* **Task prompt**:
Without any images, write the data out exactly as it appears.

Saved data entries
BEGIN

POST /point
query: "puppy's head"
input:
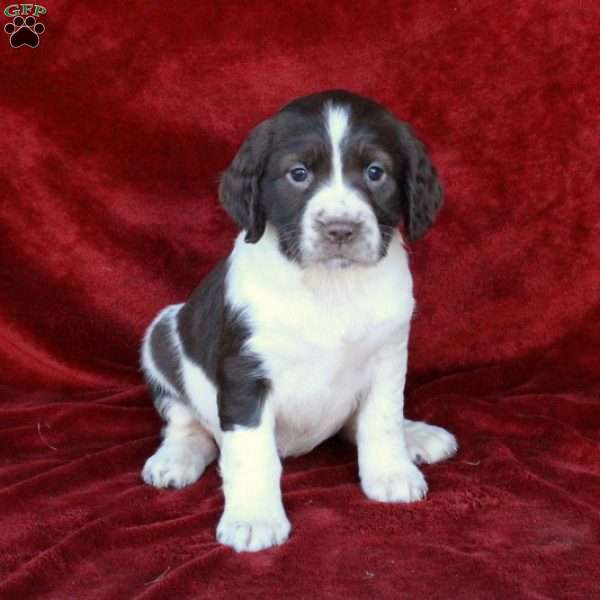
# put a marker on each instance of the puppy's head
(335, 174)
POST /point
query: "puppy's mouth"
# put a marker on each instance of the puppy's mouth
(340, 258)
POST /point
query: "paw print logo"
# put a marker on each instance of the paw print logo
(24, 32)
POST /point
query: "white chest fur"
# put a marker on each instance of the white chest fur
(316, 331)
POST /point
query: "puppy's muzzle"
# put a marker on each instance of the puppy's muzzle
(339, 232)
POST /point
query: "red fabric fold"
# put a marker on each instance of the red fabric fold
(114, 131)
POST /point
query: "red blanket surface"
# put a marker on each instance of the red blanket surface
(113, 133)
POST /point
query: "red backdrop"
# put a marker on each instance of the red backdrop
(113, 133)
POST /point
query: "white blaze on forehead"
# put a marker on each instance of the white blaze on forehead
(338, 121)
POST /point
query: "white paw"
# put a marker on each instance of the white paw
(405, 484)
(174, 465)
(251, 535)
(428, 443)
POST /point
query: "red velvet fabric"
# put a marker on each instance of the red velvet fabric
(113, 132)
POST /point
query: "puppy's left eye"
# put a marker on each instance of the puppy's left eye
(375, 172)
(299, 175)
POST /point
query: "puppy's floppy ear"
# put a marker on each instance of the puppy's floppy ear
(423, 191)
(239, 190)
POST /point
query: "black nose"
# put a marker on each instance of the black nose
(339, 232)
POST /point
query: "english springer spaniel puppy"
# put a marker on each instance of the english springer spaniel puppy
(302, 331)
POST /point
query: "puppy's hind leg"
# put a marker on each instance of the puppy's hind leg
(425, 443)
(187, 447)
(186, 450)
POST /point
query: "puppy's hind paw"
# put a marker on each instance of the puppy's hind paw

END

* **Solution to the problem**:
POST /point
query: "puppy's head"
input:
# put a marker on each instance of the puppy's head
(335, 174)
POST /point
query: "puppy's mouth"
# put a marker on each instance of the puppy's mouth
(340, 258)
POST /point
query: "paw print logo"
# put a marker on each instance of the paw print logo
(24, 32)
POST /point
query: "white chest fur"
# put a marker on each instance of the white chest fur
(316, 331)
POST /point
query: "puppy's muzzle"
# put a marker on each instance of the puppy's muzzle
(339, 232)
POST /point
query: "red fabric fold"
# put a marker on each instance of the red fabric fold
(114, 131)
POST /point
query: "red blanket surface"
# put a marker on each instance of the red blanket surface
(113, 133)
POST /point
query: "red backdrop"
# put a marker on each instance of the red backdrop
(113, 133)
POST /point
query: "white blaze on forehead"
# put a marker on each instance of the white blaze on forehead
(338, 121)
POST /point
query: "white paw"
# put a marker on each instance of the white paw
(405, 484)
(174, 465)
(251, 535)
(428, 443)
POST /point
query: "red velvet fabric"
# put a marker on each instance of the red velvet fabric
(113, 132)
POST /point
query: "puppy's left eye"
# put a marker on each instance of the puppy's left eye
(375, 172)
(299, 175)
POST /point
query: "puppy's floppy ear"
# put a marker on each instance of the puppy's floppy ear
(423, 191)
(239, 190)
POST /point
query: "black nose"
# put a marker on each instance of the black nose
(339, 232)
POST /point
query: "english springer spaniel puppy"
# put a marker on each instance of the english springer spaniel puppy
(302, 331)
POST /point
query: "puppy's hind leg"
# put a marker on each instance of the puppy's hind leg
(425, 443)
(187, 447)
(186, 450)
POST /point
query: "puppy's hind paw"
# put a marker on each instance of the puppy's hind paw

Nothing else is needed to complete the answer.